Omit all pictures, then print the entries exactly.
+===+
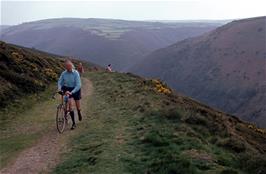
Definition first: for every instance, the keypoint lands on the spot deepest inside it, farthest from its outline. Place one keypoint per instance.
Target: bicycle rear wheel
(60, 119)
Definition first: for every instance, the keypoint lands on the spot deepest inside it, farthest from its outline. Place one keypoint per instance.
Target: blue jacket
(70, 79)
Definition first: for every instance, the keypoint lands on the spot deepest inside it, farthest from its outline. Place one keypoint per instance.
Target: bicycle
(62, 113)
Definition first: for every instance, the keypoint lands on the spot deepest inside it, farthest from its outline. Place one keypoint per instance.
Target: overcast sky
(16, 12)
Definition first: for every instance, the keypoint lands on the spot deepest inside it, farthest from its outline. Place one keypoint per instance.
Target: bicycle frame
(62, 112)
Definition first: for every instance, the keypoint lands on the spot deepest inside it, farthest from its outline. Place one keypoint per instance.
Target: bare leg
(77, 104)
(78, 109)
(72, 114)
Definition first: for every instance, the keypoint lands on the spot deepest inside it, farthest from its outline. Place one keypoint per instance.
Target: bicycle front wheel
(60, 119)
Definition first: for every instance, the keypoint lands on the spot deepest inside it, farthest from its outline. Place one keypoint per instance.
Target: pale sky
(16, 12)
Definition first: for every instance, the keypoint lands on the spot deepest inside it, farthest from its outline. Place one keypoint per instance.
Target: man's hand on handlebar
(68, 93)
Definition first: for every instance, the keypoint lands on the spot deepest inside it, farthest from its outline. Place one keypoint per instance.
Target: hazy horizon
(17, 12)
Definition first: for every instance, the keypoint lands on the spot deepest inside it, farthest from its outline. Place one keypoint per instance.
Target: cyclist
(109, 68)
(70, 83)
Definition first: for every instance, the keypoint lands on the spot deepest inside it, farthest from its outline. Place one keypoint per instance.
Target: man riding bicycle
(70, 84)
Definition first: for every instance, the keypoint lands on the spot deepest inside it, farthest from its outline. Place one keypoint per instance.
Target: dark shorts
(76, 95)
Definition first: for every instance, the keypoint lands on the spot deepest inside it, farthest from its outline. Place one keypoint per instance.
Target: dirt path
(44, 155)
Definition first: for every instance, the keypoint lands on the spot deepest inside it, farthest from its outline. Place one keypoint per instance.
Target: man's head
(68, 65)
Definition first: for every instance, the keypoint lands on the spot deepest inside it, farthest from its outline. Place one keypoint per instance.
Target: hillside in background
(225, 68)
(130, 125)
(102, 41)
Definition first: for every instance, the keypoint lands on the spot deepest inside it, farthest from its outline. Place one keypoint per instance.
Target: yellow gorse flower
(160, 87)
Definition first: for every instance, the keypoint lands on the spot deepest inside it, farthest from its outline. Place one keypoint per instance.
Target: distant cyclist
(109, 68)
(70, 83)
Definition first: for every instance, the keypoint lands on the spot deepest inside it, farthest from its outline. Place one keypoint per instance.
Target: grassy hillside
(103, 41)
(135, 125)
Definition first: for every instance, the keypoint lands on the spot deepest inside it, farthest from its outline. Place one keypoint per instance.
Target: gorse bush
(25, 71)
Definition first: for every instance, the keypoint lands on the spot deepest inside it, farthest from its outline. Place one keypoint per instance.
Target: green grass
(24, 122)
(133, 129)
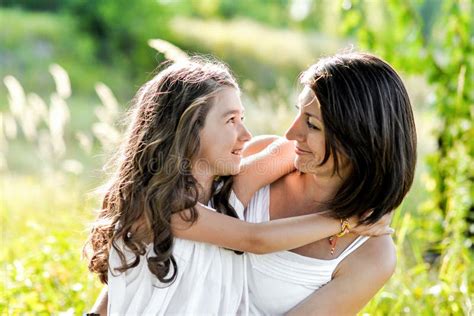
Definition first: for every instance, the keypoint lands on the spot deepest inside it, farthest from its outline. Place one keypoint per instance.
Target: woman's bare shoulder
(376, 259)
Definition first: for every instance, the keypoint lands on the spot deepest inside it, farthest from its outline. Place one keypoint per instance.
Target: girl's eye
(311, 126)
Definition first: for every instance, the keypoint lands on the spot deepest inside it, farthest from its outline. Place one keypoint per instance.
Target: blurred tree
(35, 5)
(122, 29)
(435, 39)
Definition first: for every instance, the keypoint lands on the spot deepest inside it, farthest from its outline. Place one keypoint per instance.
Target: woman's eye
+===+
* _Output below_
Definition first: for every instance, the keypoint lands on the spot deepest inside it, farthest from its outline. Place one keypoint per instance.
Target: bicycle rear wheel
(60, 119)
Definition first: for every instance, the keypoint lands on the spot deepest inside it, farthest from its outline. Place one keypoint per instance.
Target: blue jacket
(70, 79)
Definition first: for every instance, the keypoint lands on the spot deepest inside it, farthest from its outline. Place one keypoint per instance.
Target: bicycle
(62, 113)
Definition first: for every instance, the keypoint lands on the spot deepest inside it, farthest from its outline. Place one keypoint per instance.
Target: overcast sky
(16, 12)
Definition first: for every instance, the keypoint lands on the spot deepest inside it, farthest from its outline. Place one keypoint per instance.
Target: bicycle frame
(62, 112)
Definition first: for every instance, the keypoint lands on the spot deepest inside it, farthest from its outline. Place one keypoint per instance.
Target: bare leg
(77, 104)
(78, 109)
(72, 114)
Definition first: for every instance, the keypoint lands on the spot deepest inside it, farthest from its outline. Place one keypoint per instance.
Target: bicycle front wheel
(60, 119)
Definition first: for every instance, the keypoint lands on the spot deepest inside it, farthest from its outline. Place one keypoint per instance.
Target: pale sky
(16, 12)
Definition first: for every instance, the keypoint lands on the spot deepest inside it, farthest from its outline. Place one keypoint per instance.
Target: man's hand on handlebar
(68, 93)
Definition first: for every instance, the keypoint lands on the spot deepest inside it, farthest from its outline. Place one keypoint per instance.
Target: hazy horizon
(17, 12)
Definition first: for every instance, the keypoint lands on the spot deepest inside it, farthest from its outline. Place one keypoint per instance.
Target: cyclist
(109, 68)
(70, 83)
Definition first: for every instance, the keypoint lands on the spot deepest inside it, farthest from its outline. Place one keypoint per instance.
Target: man riding bicycle
(70, 84)
Definition first: for every instance, the keypoint lands on the spot deepest inside it, farthest from its outline. Place one keypoint per instance.
Target: dark shorts
(76, 95)
Definition first: for every instance, the keypoint lands on the spot deepest inside it, farthest from its outline. Place one keypoint per instance.
Target: dirt path
(44, 155)
Definition first: for every instance, the keypoint lands on the spot deepest inside it, farthest from its outline. Place one keypoint per instance.
Target: man's head
(68, 65)
Definition first: for every instance, the keypoint lands on the spot deepest inside it, farthest from its outline. Place one keypoint per instance.
Target: hillside in background
(225, 68)
(130, 125)
(102, 41)
Definition first: for every instance, the keypoint lands on the spot deepest inside it, farthest from its outline. Place one keypoint per instance.
Target: yellow gorse flower
(160, 87)
Definition first: for every instance, the keypoint lands on the spot deepest inside it, farthest from its outline. Place one keypoint per instance.
Target: distant cyclist
(109, 68)
(70, 83)
Definition first: for every instance, the keypoint lands on the spot deepest inside it, farthest from its outline. Place one keypoint per instance.
Target: grassy hillside
(103, 41)
(135, 125)
Definition first: for every instance, the keypoint lands on the spot deepest inside it, farthest from its outline. Place one keypoint per instance.
Target: gorse bush
(25, 71)
Definition first: for every instance, the keypoint lands on the spot deepest inside it, farthest from its outline. Place one keypoint per instance.
Target: green grass
(24, 122)
(133, 129)
Definition first: for every instance, the keypoint lands on the spot deepest inside it, farthest from its outline. Place one keypoint per instance.
Target: woman's bare shoulder
(376, 259)
Definition first: for every instance, the keypoint lands on the spot deepest inside it, farthest from its outline. Place one keypoint per instance.
Target: girl's eye
(311, 126)
Definition first: for every instance, the keypoint lands on the spot deepest inside it, farthest from its outline. Place one keypoint per instance.
Target: blurred tree
(35, 5)
(122, 29)
(435, 39)
Definition first: for every instance, the keypoint lands on the spot deepest inside it, farthest from its outline. Place one keypoint per instance.
Target: woman's eye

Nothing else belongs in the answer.